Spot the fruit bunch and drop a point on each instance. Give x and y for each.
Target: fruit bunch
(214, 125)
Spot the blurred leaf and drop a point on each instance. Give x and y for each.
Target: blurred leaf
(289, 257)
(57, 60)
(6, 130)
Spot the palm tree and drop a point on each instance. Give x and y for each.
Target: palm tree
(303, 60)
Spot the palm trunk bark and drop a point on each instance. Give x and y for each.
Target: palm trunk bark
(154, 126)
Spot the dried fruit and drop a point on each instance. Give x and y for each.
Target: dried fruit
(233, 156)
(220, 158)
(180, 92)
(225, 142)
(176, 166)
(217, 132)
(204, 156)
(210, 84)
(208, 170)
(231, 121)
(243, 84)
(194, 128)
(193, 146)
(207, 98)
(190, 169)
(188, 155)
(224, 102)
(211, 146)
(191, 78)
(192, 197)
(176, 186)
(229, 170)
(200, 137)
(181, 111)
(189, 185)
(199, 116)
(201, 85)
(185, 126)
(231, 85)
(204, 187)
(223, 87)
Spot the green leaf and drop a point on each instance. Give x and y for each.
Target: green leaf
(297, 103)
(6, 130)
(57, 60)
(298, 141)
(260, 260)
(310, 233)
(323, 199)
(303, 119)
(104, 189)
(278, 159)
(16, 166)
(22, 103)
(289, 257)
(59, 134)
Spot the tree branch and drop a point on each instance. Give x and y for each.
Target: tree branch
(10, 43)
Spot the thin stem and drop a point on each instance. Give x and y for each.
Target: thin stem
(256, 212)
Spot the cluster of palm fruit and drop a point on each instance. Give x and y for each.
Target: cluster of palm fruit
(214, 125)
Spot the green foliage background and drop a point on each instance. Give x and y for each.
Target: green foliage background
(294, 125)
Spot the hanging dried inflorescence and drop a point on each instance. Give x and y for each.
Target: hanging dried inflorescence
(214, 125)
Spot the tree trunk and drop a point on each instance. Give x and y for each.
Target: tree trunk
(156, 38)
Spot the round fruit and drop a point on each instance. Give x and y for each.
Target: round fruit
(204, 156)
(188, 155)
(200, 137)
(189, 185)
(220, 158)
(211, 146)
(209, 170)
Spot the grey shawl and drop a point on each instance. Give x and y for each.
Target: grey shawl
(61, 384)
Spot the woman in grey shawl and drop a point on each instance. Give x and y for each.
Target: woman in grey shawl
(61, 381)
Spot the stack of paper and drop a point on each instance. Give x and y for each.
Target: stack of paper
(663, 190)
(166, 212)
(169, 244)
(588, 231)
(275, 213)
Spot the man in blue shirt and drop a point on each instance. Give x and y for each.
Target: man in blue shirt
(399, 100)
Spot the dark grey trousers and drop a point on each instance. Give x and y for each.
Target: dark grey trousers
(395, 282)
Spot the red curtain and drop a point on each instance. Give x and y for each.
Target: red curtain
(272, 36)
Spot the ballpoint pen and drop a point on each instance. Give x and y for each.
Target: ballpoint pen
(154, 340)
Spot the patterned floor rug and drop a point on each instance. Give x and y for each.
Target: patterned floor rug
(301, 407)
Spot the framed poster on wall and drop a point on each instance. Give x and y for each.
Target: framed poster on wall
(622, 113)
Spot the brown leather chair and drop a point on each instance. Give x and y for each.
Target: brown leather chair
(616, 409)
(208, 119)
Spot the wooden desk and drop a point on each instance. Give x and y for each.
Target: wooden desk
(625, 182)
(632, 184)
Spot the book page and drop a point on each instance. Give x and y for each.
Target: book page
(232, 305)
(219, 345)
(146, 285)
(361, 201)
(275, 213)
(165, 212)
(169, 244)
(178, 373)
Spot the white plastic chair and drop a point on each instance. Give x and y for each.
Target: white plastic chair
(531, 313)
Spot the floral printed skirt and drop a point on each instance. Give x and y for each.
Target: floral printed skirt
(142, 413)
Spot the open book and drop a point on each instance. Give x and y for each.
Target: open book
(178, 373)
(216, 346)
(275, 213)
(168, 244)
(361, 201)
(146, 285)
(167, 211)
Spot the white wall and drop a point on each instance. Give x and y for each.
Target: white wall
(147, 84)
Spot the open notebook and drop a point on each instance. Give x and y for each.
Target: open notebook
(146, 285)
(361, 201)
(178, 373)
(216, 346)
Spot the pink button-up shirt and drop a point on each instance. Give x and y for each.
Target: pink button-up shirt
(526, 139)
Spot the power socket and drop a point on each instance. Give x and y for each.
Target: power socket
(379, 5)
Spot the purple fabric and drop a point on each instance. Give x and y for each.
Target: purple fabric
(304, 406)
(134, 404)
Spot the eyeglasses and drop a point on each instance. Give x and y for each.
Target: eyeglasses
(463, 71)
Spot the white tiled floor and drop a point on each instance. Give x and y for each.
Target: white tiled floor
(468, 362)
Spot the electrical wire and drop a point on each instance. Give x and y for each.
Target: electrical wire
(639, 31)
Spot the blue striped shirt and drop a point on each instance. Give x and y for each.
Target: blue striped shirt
——————
- **What you will do**
Extract the whole listing, character for character.

- **Result for this exercise**
Spot the fruit bunch and drop a point on each instance. Give x and y for each.
Target: fruit bunch
(214, 125)
Spot the blurred leaf and drop a point on each instance. Give x and y for each.
Target: blurred leaf
(289, 257)
(57, 60)
(6, 130)
Spot the palm tree and drop a point on each instance. Give x and y for each.
Target: palm tree
(303, 60)
Spot the palm trunk bark and drop a point on each instance. Give x and y for each.
Target: palm trunk bark
(154, 126)
Spot the dried fruit and drop a point on each instance. Give x and y for each.
Target: dried fruit
(233, 156)
(220, 158)
(180, 92)
(225, 142)
(176, 166)
(217, 132)
(204, 156)
(210, 84)
(208, 170)
(231, 121)
(243, 84)
(194, 128)
(193, 146)
(207, 98)
(190, 169)
(188, 155)
(224, 102)
(211, 146)
(191, 78)
(192, 197)
(176, 186)
(229, 170)
(200, 137)
(181, 111)
(189, 185)
(199, 116)
(201, 85)
(185, 126)
(231, 85)
(204, 187)
(223, 87)
Spot the green leaf and drop a point on each instance. Give x and y for each.
Target: green leaf
(297, 103)
(6, 130)
(57, 60)
(298, 141)
(260, 260)
(310, 233)
(323, 199)
(303, 119)
(104, 189)
(278, 159)
(16, 166)
(22, 103)
(289, 257)
(59, 134)
Spot the tree branch and drop a point on each instance. Give x and y for each.
Target: tree branch
(10, 43)
Spot the thin stem and drop a point on each instance. Give x and y for each.
Target: thin stem
(256, 212)
Spot the cluster of palm fruit and drop a point on each instance. Give x and y for each.
Target: cluster of palm fruit
(214, 125)
Spot the green foliage background and drop a point on each instance. Give x and y for each.
Target: green foliage background
(294, 125)
Spot the hanging dried inflorescence and drop a point on each instance. Give x and y for each.
Target: hanging dried inflorescence
(214, 125)
Spot the tree trunk and drop a point on each instance. Give x and y for each.
Target: tree trunk
(156, 38)
Spot the round fruit and drop a point on each instance. Give x and y for each.
Target: round fruit
(204, 156)
(188, 155)
(200, 137)
(189, 185)
(220, 158)
(211, 146)
(209, 170)
Spot the grey shawl and drop a point on each instance. Give x and y for each.
Target: grey shawl
(61, 384)
Spot the woman in grey shawl and drop a point on each instance. Give x and y for each.
Target: woman in grey shawl
(61, 381)
Spot the stack of paper and drop a point on each instance. Give x and y for each.
Target: stack of paper
(663, 190)
(166, 212)
(169, 244)
(588, 231)
(275, 213)
Spot the man in blue shirt and drop a point on each instance. Give x and y for each.
Target: man in blue shirt
(399, 100)
Spot the dark grey trousers and drop a point on each instance. Give x and y for each.
Target: dark grey trousers
(395, 282)
Spot the red curtain and drop a point on each instance. Give x and y for each.
Target: red curtain
(272, 36)
Spot the ballpoint pen and drop a point on each instance. Give x and y for each.
Target: ballpoint pen
(154, 340)
Spot the patterned floor rug and drop a point on each instance. Give x and y for each.
Target: patterned floor rug
(301, 407)
Spot the framed poster on wall and drop a point on each instance. Give x and y for each.
Target: framed poster on wall
(622, 113)
Spot the brown leather chair and drop a point on each instance. Give x and y for each.
Target: brown leather chair
(616, 409)
(208, 119)
Spot the wooden desk and drop a point on each instance. Give x and y for each.
Target: wooden desk
(625, 182)
(632, 184)
Spot the book page and drop a point on each instance. Give x and y for each.
Target: book page
(232, 305)
(219, 345)
(146, 285)
(361, 201)
(275, 213)
(165, 212)
(169, 244)
(178, 373)
Spot the white plastic chair and drop a point on each instance. Give x and y for each.
Target: white plastic chair
(531, 313)
Spot the floral printed skirt and drop a point on each instance. Give x and y for each.
Target: floral printed skirt
(142, 413)
Spot the open book and drop a point on each instance. Give x and y for each.
Target: open book
(178, 373)
(216, 346)
(275, 213)
(168, 244)
(361, 201)
(146, 285)
(167, 211)
Spot the white wall and drop a point on each instance. Give x and y for each.
Target: white wall
(147, 84)
Spot the open notebook and drop a point on each instance. Give x and y for each.
Target: open notebook
(146, 285)
(361, 201)
(178, 373)
(216, 346)
Spot the pink button-up shirt and drop a point on each instance. Give x and y for each.
Target: pink button-up shirt
(526, 139)
Spot the power socket and drop a point on each instance. Give x and y for each.
Target: power socket
(379, 5)
Spot the purple fabric and drop a point on each instance. Give x and y for each.
Target: purple fabric
(304, 406)
(134, 404)
Spot the eyeglasses and drop a point on each instance. Give x and y for each.
Target: eyeglasses
(463, 71)
Spot the white tiled floor and drop a point on each instance. Give x and y for each.
Target: white tiled floor
(468, 362)
Spot the electrical wire and drop a point on each instance. Give x and y for each.
Target: electrical wire
(639, 31)
Spot the blue striped shirt and drop a point on each instance. Give x and y for each.
Target: blue striped shirt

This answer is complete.